### DATA SUPPLIED
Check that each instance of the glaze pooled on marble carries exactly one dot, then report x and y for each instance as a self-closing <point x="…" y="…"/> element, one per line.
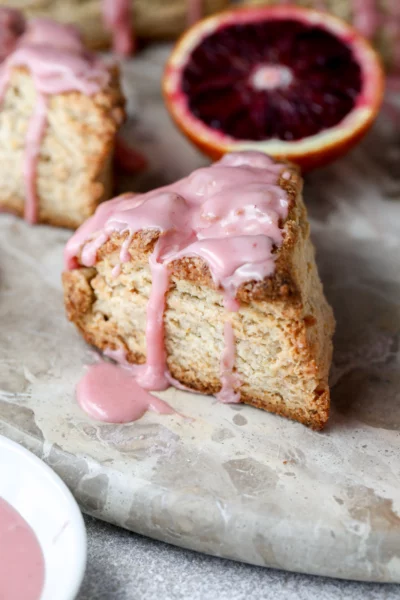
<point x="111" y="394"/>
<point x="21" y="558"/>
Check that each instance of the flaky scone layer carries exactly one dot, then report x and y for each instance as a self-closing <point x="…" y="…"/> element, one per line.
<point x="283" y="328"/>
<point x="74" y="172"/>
######
▸ **EXERCISE DETAILS**: Copy exactly the lines from the one with "Check that each instance of the flaky" through the last line of the material, keeping both ends.

▸ **ANSWER SPACE**:
Check that each instance of the flaky scone layer carries exactly one dot, then report x and y for each instance as a self-closing <point x="…" y="…"/> element, one per line.
<point x="283" y="328"/>
<point x="74" y="172"/>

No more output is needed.